Records excerpted from a collection
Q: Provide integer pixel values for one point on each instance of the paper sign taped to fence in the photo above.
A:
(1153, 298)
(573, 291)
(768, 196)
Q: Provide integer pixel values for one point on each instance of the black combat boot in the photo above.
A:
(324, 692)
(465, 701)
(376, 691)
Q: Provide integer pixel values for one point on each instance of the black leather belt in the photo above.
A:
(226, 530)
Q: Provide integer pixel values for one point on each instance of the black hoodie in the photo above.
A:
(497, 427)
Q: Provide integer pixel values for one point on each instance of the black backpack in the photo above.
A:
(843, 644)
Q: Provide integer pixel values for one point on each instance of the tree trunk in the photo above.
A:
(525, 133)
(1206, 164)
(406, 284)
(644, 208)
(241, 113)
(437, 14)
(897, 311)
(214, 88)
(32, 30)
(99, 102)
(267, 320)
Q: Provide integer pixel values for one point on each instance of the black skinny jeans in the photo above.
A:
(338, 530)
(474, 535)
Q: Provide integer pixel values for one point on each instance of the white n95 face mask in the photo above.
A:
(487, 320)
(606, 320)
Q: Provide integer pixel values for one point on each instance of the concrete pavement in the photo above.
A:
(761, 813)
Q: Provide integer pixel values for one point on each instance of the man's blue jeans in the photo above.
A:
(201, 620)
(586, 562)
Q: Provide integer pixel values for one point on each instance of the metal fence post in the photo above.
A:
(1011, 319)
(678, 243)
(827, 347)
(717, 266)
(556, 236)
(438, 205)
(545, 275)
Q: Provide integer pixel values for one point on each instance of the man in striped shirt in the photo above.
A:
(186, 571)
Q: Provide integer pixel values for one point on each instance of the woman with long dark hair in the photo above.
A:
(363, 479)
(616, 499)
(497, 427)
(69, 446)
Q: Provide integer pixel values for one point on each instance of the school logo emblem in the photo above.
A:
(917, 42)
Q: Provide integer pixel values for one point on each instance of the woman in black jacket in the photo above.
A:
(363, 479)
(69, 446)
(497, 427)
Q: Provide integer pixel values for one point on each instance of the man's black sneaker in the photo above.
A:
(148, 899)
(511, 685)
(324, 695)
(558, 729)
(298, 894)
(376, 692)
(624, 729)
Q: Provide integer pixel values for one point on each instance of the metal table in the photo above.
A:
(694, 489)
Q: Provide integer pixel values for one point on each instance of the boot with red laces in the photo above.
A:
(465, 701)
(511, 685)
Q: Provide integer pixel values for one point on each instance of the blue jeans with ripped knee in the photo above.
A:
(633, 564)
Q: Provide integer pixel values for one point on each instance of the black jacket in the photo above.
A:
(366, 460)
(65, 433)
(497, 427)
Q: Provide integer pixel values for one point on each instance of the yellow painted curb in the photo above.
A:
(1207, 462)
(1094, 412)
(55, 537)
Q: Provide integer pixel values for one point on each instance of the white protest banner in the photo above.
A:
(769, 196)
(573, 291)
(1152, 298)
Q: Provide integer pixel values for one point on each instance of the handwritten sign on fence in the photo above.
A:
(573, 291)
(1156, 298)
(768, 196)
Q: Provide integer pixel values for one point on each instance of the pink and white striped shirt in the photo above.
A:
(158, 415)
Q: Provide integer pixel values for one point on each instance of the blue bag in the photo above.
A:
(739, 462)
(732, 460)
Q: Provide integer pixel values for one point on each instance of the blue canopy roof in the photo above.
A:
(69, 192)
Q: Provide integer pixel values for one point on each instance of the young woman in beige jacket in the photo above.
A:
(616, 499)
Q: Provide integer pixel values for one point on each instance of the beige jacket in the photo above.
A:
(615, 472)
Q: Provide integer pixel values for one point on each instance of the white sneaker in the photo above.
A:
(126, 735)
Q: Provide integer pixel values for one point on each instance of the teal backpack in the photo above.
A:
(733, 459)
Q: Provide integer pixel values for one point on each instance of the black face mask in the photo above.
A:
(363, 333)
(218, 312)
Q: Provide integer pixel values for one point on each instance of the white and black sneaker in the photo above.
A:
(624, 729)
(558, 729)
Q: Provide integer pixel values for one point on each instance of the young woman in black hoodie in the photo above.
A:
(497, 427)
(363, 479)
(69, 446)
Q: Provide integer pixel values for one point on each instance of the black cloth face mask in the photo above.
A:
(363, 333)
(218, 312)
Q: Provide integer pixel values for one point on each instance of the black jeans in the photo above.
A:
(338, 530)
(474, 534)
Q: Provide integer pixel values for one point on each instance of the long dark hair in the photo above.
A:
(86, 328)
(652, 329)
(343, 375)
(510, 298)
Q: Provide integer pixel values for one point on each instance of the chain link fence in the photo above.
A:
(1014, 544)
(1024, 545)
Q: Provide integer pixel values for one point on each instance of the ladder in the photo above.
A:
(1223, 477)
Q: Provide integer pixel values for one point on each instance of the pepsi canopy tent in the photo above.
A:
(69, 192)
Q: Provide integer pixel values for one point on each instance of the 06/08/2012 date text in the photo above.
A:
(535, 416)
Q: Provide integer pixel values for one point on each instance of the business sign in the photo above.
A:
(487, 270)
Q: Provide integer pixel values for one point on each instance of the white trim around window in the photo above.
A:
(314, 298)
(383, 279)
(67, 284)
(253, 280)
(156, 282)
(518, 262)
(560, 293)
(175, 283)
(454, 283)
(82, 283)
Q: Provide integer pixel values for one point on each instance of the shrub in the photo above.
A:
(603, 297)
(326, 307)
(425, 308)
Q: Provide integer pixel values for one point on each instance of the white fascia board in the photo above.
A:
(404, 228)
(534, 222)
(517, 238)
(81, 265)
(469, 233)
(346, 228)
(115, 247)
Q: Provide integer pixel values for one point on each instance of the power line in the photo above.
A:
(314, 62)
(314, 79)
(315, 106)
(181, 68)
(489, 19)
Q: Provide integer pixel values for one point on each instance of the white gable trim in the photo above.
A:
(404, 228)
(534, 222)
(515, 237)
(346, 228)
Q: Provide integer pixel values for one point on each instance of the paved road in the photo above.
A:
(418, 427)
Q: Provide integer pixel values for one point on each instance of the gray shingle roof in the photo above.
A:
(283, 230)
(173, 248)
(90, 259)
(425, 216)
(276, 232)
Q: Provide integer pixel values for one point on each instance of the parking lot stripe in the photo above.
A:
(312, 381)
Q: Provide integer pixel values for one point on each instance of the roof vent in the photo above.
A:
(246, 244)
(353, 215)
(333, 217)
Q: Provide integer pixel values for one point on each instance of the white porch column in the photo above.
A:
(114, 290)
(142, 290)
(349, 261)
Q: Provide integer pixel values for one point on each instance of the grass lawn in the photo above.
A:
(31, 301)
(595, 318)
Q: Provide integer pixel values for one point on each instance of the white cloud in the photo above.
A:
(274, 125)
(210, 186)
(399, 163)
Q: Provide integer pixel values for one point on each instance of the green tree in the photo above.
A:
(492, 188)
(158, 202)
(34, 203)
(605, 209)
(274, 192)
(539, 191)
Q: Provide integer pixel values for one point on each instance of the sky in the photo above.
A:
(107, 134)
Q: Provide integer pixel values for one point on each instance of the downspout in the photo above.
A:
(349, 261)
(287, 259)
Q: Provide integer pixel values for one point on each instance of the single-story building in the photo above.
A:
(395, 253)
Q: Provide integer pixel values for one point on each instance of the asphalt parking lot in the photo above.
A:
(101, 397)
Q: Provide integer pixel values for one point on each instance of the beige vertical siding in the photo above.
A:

» ASSIGNED TASK: Filter the lines above, keeping and copying those that contain "face".

» RESPONSE BOX:
Q: Provide integer pixel values for one point on each instance of the white n95 face mask in the photo above.
Q: Provide integer pixel values for one point on each instance of the black face mask in the photo above.
Q: Provide integer pixel values for one point on each instance of the black cloth face mask in the photo above.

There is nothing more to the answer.